> **Problem to solve**: Please update these records by changing every "evenodd" to "nonzero" and keeping everything else the same. Leave the pictures out of your answer.

# # # # # # #

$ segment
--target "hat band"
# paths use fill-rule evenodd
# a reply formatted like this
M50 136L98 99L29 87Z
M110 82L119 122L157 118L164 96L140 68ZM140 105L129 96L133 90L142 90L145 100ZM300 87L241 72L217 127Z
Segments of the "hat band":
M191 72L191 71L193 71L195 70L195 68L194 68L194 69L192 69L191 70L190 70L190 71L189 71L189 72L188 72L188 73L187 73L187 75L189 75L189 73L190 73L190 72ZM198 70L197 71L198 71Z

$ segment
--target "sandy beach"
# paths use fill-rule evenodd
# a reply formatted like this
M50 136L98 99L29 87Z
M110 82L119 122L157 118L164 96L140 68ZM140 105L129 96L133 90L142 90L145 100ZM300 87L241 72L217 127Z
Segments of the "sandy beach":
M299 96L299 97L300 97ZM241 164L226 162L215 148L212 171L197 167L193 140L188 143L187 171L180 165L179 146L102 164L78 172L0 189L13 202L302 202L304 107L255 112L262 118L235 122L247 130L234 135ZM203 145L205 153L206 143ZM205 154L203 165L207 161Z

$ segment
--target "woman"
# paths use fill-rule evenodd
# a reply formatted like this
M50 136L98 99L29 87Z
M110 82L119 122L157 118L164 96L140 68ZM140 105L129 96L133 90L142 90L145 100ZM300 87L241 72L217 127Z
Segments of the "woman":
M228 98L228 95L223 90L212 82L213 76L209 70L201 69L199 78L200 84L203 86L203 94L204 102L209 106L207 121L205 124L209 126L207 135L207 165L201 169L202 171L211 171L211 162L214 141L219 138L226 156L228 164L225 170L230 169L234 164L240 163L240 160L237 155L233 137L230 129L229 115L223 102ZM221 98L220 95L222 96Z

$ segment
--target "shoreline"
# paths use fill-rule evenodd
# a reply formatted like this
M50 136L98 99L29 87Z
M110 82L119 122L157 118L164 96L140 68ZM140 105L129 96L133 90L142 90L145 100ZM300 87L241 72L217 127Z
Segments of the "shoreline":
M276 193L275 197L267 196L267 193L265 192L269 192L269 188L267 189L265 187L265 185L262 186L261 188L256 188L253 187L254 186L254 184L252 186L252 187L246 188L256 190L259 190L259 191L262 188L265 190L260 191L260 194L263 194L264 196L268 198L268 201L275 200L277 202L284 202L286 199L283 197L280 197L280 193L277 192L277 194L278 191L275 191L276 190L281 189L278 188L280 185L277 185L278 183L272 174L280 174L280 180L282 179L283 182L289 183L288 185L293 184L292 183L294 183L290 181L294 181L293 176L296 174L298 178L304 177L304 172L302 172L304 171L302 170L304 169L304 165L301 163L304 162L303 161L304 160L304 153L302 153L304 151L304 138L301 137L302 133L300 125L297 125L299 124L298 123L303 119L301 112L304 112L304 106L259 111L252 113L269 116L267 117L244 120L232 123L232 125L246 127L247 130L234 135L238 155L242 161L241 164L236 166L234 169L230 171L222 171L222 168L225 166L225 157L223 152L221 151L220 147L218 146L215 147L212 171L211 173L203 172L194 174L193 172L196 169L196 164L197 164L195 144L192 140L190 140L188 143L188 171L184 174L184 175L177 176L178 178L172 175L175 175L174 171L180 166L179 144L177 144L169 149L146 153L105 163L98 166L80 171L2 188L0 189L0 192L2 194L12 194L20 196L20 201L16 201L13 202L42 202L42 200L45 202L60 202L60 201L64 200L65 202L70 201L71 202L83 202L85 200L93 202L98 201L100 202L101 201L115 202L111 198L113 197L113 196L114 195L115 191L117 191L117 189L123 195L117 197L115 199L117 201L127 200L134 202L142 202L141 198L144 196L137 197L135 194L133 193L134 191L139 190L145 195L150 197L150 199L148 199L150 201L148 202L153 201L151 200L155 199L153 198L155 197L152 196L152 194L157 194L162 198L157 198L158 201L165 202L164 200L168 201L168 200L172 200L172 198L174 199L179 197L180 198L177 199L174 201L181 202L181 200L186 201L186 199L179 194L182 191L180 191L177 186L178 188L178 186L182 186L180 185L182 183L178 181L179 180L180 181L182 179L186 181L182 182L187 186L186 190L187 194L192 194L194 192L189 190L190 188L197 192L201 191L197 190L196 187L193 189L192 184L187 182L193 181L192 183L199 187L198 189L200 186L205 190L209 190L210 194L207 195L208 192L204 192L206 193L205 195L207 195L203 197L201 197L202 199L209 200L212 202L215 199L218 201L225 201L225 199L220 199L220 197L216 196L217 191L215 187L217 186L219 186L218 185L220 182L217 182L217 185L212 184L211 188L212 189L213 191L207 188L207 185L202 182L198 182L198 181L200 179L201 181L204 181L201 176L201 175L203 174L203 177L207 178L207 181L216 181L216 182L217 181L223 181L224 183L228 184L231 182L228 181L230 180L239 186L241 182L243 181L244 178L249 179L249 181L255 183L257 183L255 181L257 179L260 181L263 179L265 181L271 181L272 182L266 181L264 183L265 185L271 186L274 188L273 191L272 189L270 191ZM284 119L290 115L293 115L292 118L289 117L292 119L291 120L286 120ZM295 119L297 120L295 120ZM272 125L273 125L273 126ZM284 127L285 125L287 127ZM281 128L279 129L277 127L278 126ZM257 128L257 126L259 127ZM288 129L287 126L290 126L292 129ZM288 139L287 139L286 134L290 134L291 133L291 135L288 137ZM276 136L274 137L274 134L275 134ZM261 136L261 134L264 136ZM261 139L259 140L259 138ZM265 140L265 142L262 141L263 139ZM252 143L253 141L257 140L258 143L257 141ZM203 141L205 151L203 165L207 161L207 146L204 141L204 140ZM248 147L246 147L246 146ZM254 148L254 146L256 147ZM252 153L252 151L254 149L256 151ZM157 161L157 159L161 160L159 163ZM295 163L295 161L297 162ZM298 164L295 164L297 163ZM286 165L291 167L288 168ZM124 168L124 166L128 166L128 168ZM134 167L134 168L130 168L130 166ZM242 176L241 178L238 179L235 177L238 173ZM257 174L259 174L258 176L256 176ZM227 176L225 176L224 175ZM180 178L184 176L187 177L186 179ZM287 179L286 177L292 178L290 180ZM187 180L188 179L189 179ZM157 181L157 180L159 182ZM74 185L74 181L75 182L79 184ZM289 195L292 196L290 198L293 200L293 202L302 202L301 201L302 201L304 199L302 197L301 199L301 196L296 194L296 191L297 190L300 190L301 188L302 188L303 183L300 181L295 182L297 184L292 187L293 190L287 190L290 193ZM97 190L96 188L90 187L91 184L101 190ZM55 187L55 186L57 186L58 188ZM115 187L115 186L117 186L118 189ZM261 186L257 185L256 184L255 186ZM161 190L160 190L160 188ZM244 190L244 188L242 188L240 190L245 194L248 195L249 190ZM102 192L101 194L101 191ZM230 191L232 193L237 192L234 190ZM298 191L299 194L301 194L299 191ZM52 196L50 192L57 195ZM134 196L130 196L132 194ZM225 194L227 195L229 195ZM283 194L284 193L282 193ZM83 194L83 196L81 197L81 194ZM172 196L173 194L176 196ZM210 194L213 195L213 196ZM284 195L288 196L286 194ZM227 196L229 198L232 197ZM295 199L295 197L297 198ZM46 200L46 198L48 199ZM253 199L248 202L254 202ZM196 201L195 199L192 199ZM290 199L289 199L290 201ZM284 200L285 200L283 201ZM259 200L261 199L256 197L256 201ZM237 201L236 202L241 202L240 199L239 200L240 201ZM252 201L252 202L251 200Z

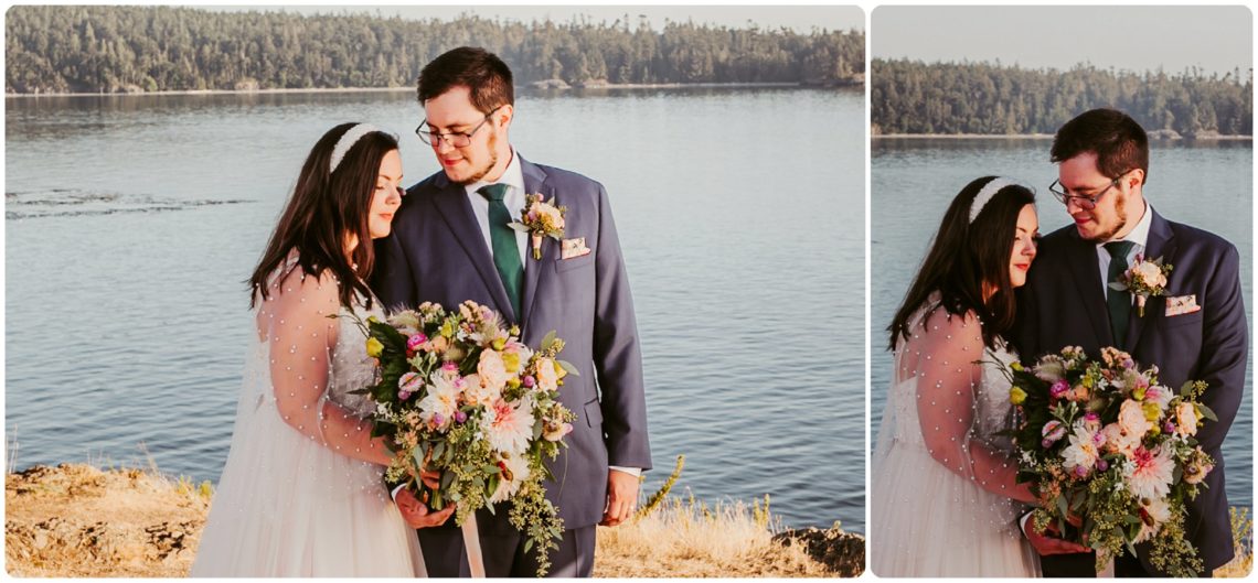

# # # # # # #

> **Full answer**:
$ segment
--target "hat band"
# paths use fill-rule nonzero
# a reply formatted like this
M50 136L98 99L29 87Z
M110 82L119 122L157 118L164 96L140 68ZM140 105L129 96L133 90L142 90L145 100ZM300 87L241 72L217 127Z
Segments of the "hat band":
M191 72L191 71L193 71L195 70L195 68L194 68L194 69L192 69L191 70L190 70L190 71L189 71L189 72L188 72L188 73L187 73L187 75L189 75L189 73L190 73L190 72ZM198 70L197 71L198 71Z

$ segment
--target "sandy beach"
# paths use fill-rule nonzero
# a reply formatted like this
M50 136L98 99L29 87Z
M110 82L119 122L157 118L164 96L140 68ZM140 105L129 96L133 90L142 90L145 100ZM300 87L241 72L217 127Z
Segments of the "sandy beach":
M299 96L299 97L300 97ZM241 164L226 162L215 148L212 171L197 167L193 140L188 143L187 171L180 165L179 146L102 164L78 172L0 189L13 202L302 202L304 107L255 112L262 118L235 122L247 130L234 135ZM203 145L205 153L206 143ZM205 154L203 165L207 161Z

$ segment
--target "woman"
# paths use fill-rule nonzero
# a reply formatted like this
M50 136L98 99L29 87Z
M110 82L119 122L157 118L164 96L140 68ZM140 105L129 96L133 90L142 90L145 100ZM300 87L241 72L217 127Z
Segments of the "woman":
M228 98L228 95L223 90L212 82L213 76L209 70L201 69L199 78L200 84L203 86L203 94L204 102L209 106L207 121L205 124L209 126L207 135L207 165L201 169L202 171L211 171L211 162L214 141L219 138L226 156L228 164L225 170L230 169L234 164L240 163L240 160L237 155L233 137L230 129L229 115L223 102ZM221 98L220 95L222 96Z

$ segment
--target "shoreline"
# paths use fill-rule nonzero
# a reply formatted like this
M50 136L98 99L29 87Z
M110 82L119 122L157 118L164 96L140 68ZM140 105L129 96L133 90L142 90L145 100ZM300 87L241 72L217 127Z
Segments of the "shoreline":
M276 193L275 197L267 196L267 193L265 192L269 192L269 188L267 189L265 187L265 185L262 186L261 188L256 188L253 187L254 186L254 184L252 186L252 187L246 188L256 190L259 190L259 191L262 188L265 190L260 191L260 194L263 194L264 196L268 198L268 201L275 200L277 202L284 202L286 199L283 197L280 197L280 193L277 192L277 194L278 191L275 191L276 190L281 189L278 188L280 185L277 185L278 183L272 174L280 174L280 180L282 179L283 182L289 183L288 185L293 184L292 183L294 183L290 181L294 181L293 176L296 174L298 178L304 177L304 172L302 172L304 171L302 170L304 169L304 165L301 163L304 162L303 161L304 160L304 153L302 153L304 151L304 138L301 137L302 133L300 125L297 125L299 124L298 123L303 119L301 112L304 112L304 106L259 111L252 113L269 116L267 117L244 120L232 123L232 125L246 127L247 130L234 135L238 155L242 161L241 164L236 166L234 169L230 171L222 171L222 168L225 166L225 157L223 152L221 151L220 147L218 146L215 147L212 171L211 173L203 172L194 174L193 172L196 169L196 164L197 164L195 144L192 140L190 140L188 143L188 171L184 174L184 175L177 176L178 178L172 175L175 175L174 171L180 166L179 144L177 144L169 149L146 153L105 163L98 166L80 171L2 188L0 189L0 192L2 194L12 194L20 196L20 201L16 201L13 202L42 202L42 200L45 202L60 202L60 201L64 200L65 202L70 201L71 202L83 202L85 200L93 202L98 201L100 202L101 201L115 202L111 198L113 197L113 196L114 195L115 191L117 191L117 189L123 195L117 197L115 199L117 201L127 200L134 202L142 202L141 198L144 196L137 197L135 194L133 193L134 191L139 190L145 195L150 197L150 199L148 199L150 201L148 202L153 201L151 200L155 199L153 198L155 197L152 196L152 194L157 194L162 198L157 198L158 201L165 202L164 200L168 201L168 200L172 200L172 198L174 199L179 197L180 198L177 199L174 201L181 202L181 200L186 201L186 199L179 194L182 191L180 191L177 186L178 188L178 186L182 186L180 185L182 183L178 181L179 180L180 181L182 179L186 181L182 182L187 186L186 190L187 194L192 194L194 192L189 190L190 188L197 192L201 191L197 190L196 187L193 189L192 184L187 182L193 181L192 183L199 187L198 189L200 186L205 190L209 190L210 194L207 195L208 192L204 192L206 193L205 195L207 195L203 197L201 197L202 199L209 200L212 202L215 199L218 201L225 201L225 199L220 199L220 197L216 196L217 191L215 187L217 186L219 186L218 185L220 182L217 182L217 185L212 184L211 188L212 189L213 191L207 188L207 185L202 182L198 182L198 181L200 179L201 181L204 181L201 176L201 175L203 174L203 177L207 178L207 181L216 181L216 182L217 181L223 181L224 183L228 184L231 182L228 181L230 180L239 186L241 182L243 181L244 178L249 179L249 181L255 183L257 183L255 181L257 179L260 181L263 179L265 181L271 181L272 182L266 181L264 183L265 185L271 186L274 188L273 191L272 189L270 191ZM284 119L290 115L293 115L292 118L289 117L292 119L291 120L286 120ZM295 119L297 120L295 120ZM272 125L273 125L273 126ZM284 127L285 125L287 127ZM281 128L279 129L277 127L278 126ZM257 128L257 126L259 127ZM288 129L287 126L290 126L292 129ZM288 139L287 139L286 134L290 134L291 133L291 135L288 137ZM276 136L274 137L274 134L275 134ZM261 136L261 134L264 136ZM261 139L259 140L259 138ZM265 140L265 142L262 141L263 139ZM252 143L253 141L257 140L258 143L257 141ZM203 141L205 151L203 165L207 161L207 146L204 141L204 140ZM248 147L246 147L246 146ZM254 148L254 146L256 147ZM252 153L252 151L254 149L256 151ZM157 161L157 159L161 160L159 163ZM295 163L295 161L297 162ZM298 164L295 164L297 163ZM286 165L291 167L288 168ZM124 168L124 166L128 166L128 168ZM134 167L134 168L130 168L130 166ZM242 176L241 178L238 179L235 177L238 173ZM257 174L259 174L258 176L256 176ZM227 176L225 176L224 175ZM180 178L184 176L187 177L186 179ZM287 179L286 177L292 178L290 180ZM187 180L188 179L189 179ZM157 181L157 180L159 182ZM74 185L74 181L75 182L79 184ZM289 195L292 196L290 198L293 200L293 202L302 202L301 201L302 201L304 199L302 197L301 199L301 196L296 194L296 191L297 190L300 190L301 188L302 188L303 183L300 181L295 182L297 184L292 187L293 190L287 190L290 193ZM97 190L96 188L90 187L91 184L101 190ZM55 187L55 186L57 186L58 188ZM115 187L115 186L117 186L118 189ZM261 186L257 185L256 184L255 186ZM161 190L160 190L160 188ZM244 190L244 188L242 188L240 190L245 194L248 195L249 190ZM102 192L101 194L101 191ZM230 191L232 193L237 192L234 190ZM298 191L299 194L301 194L299 191ZM52 196L50 192L57 195ZM134 196L130 196L132 194ZM225 194L227 195L229 195ZM283 194L284 193L282 193ZM83 194L83 196L81 197L81 194ZM172 196L173 194L176 196ZM210 194L213 195L213 196ZM284 195L288 196L286 194ZM227 196L229 198L232 197ZM295 199L295 197L297 198ZM46 200L46 198L48 199ZM253 199L248 202L254 202ZM196 201L195 199L192 199ZM290 199L289 199L290 201ZM284 200L285 200L283 201ZM259 200L261 199L256 197L256 201ZM237 201L236 202L241 202L240 199L239 200L240 201ZM252 201L252 202L251 200Z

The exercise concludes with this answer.